→ **Work instructions**:
Your answer must be the full listing below, restated word for word, with no pictures in it.

= = = =

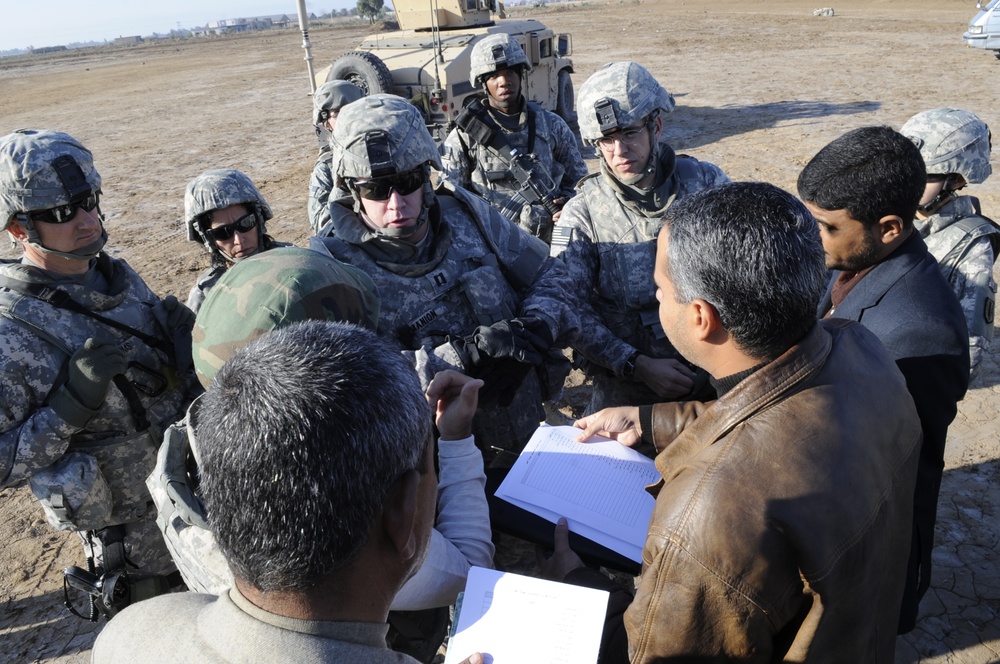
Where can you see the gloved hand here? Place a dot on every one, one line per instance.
(178, 315)
(91, 369)
(501, 381)
(523, 339)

= = = =

→ **Output of the task**:
Where can you see the gloved hand here? Place a dot on every one, one line per instance.
(178, 315)
(91, 369)
(501, 381)
(523, 339)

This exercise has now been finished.